▶ Objetivos:
**1.** Reproduce el fragmento del relato sobre la Virgen comprendido entre "Todos seguían comentando" y "del nuevo día.", ambos incluidos.
**2.** Escribe la siguiente parte del relato sobre la Virgen, a partir de su última frase.

▶ Texto de la página:

Volvió aquella tarde camino de
la Ciudad. Pasó de nuevo por el Calvario y se le removió el corazón de dolor
con el recuerdo. Juan la acompañaba. Oscurecía; por las calles donde pasaban
había su Hijo arrastrado su dolor con la Cruz a cuestas; pero Juan, al darse
cuenta, la llevó por otro sitio a la casa.
Mucha gente la reconocía, al
pasar, como la Madre del Crucificado a quien vieron llorar al pie de la Cruz.
Todos seguían comentando el suceso, y unos le defendían y otros le condenaban;
por eso la llevó Juan por un camino más solitario, para que no oyera cosas que
la harían sufrir.
¿Quién es ésa?, dirían. Es la
madre de Jesús, y hablarían de ella. ¡Pobre madre!, dirían en voz baja. ¡Tener
un hijo así...! Otros al verla se detendrían, y se sentirían obligados a
decirle alguna palabra de consuelo. Ella lo agradecía emocionada, “guardando
todas estas cosas en su corazón”.
Llegaron a la casa, y allí,
que nadie la miraba, rompió a llorar. Vio la mesa en que había cenado Jesús con
sus discípulos, y ninguno de ellos estaba allí, sólo Juan la acompañaba.
Dijo que quería retirarse a su
habitación. Y se fue a rezar y a llorar a solas, puesto su corazón en Dios, en
la esperanza alegre del nuevo día.
Vinieron después las otras
mujeres y preguntaron por ella; Juan les dijo que estaba en su cuarto y que no
la molestaran.
La Virgen, sola, esperaba.
Sola en su fe, rezaba a Dios. “Dondequiera que esté el cuerpo, allí se
congregarán las águilas”. La Virgen, como un águila real, que solía levantar su
vuelo a lo más alto y mirar el sol de hito en hito, estaba ahora abrazada al
amor de este cuerpo muerto de Jesús.
Le parecía todavía ver a su
Hijo, allí mismo, donde la noche antes se despidió de ella. Pasaba por su
memoria todo aquel día de dolor, yendo y viniendo con El a los tribunales, la
presencia de su Hijo cuando Pilatos lo presentó al pueblo azotado, coronado de
espinas, sangrando; vio la mirada de su Hijo en aquel encuentro camino del
Calvario, las largas horas viéndole morir al pie de la cruz. Se repetía a sí
misma la admiración por su silencio, su obediencia al Padre eterno, su amor a
los hombres, y todo lo repetía admitiéndolo y grabándolo en su corazón.

▶ Información proporcionada:
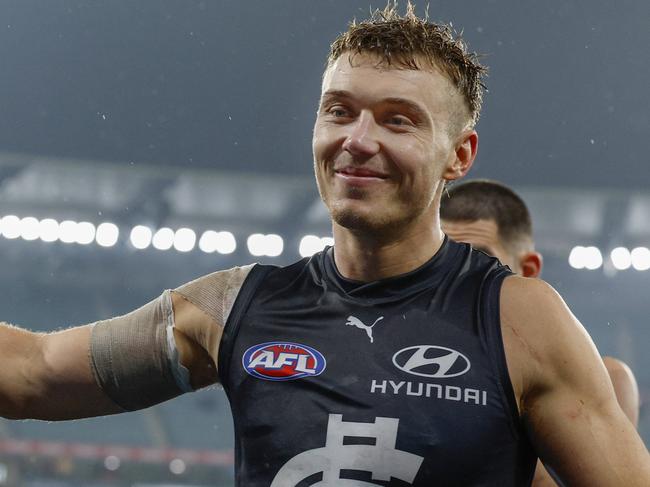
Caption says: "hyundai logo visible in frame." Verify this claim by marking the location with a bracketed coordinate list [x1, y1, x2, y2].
[393, 345, 471, 379]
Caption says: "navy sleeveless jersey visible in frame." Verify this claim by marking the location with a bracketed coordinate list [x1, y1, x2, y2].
[219, 240, 536, 487]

▶ Respuestas:
**1.**
Todos seguían comentando el suceso, y unos le defendían y otros le condenaban;
por eso la llevó Juan por un camino más solitario, para que no oyera cosas que
la harían sufrir.
¿Quién es ésa?, dirían. Es la
madre de Jesús, y hablarían de ella. ¡Pobre madre!, dirían en voz baja. ¡Tener
un hijo así...! Otros al verla se detendrían, y se sentirían obligados a
decirle alguna palabra de consuelo. Ella lo agradecía emocionada, “guardando
todas estas cosas en su corazón”.
Llegaron a la casa, y allí,
que nadie la miraba, rompió a llorar. Vio la mesa en que había cenado Jesús con
sus discípulos, y ninguno de ellos estaba allí, sólo Juan la acompañaba.
Dijo que quería retirarse a su
habitación. Y se fue a rezar y a llorar a solas, puesto su corazón en Dios, en
la esperanza alegre del nuevo día.

**2.**
Recordaba todas aquellas cosas extasiada, le venía a la memoria cada detalle, y
lo valoraba como se valora un tesoro, porque aquél era realmente su Tesoro.
No podía hacer otra cosa si
aquel era su Amor: oía sus gemidos en la Cruz, le llegaba aún el eco de sus
divinas palabras, y sus lágrimas y su sangre parecía que le quemaban el corazón.
Sus manos y sus pies heridos cuando le bajaron de la Cruz, ¡cómo deseaba
abrazarle de nuevo! ¡Pronto! Cuánto tardaban las horas en pasar.
Veía cómo se llevaron sus
amigos aquel cuerpo muerto, y pedía con lágrimas al Eterno Padre que lo
resucitara. Sabía de su Hijo la seguridad que tenía en su Padre Dios, una vez
había dicho: “Padre, Yo sé que Tú siempre me escuchas”, creía sin el menor resquicio
de duda que Jesús iba a resucitar, y su alma perdía el dolor y se alegraba en
la esperanza de ver pronto a su Hijo vivo, y de abrazarle. Se llenaba de alegría
imaginándose ya al Hijo Resucitado.
Pero luego pensaba en los
discípulos de su Hijo que habían huido, y se preocupaba por ellos, deseaba
tenerlos cerca, deseaba que estuvieran presentes con Ella en la Resurrección de
Jesús.
Pasó la noche, y al día
siguiente, sábado, decidió resolver su preocupación de la noche anterior y, con
maternal solicitud, habló a sus amigas, seguidoras de Jesús. Algunas, como
sabemos, eran madres de los apóstoles de Jesús: Salomé, madre de Santiago;
María, madre de Santiago el menor y de José, que era discípulo, y estaba también
allí la madre de Simón y de Judas Tadeo, que quizá fuera la misma María. Habló
con ellas, que como madres, también sentían con la Virgen la cobardía de sus
hijos. Decidieron buscarles y encontrarles. ¿Dónde estarían? Quizá Juan lo
supiera, quizá la Virgen supiera dónde estaba Pedro, pues había ido a Ella para
pedirle perdón.
Todos volvieron a su Madre.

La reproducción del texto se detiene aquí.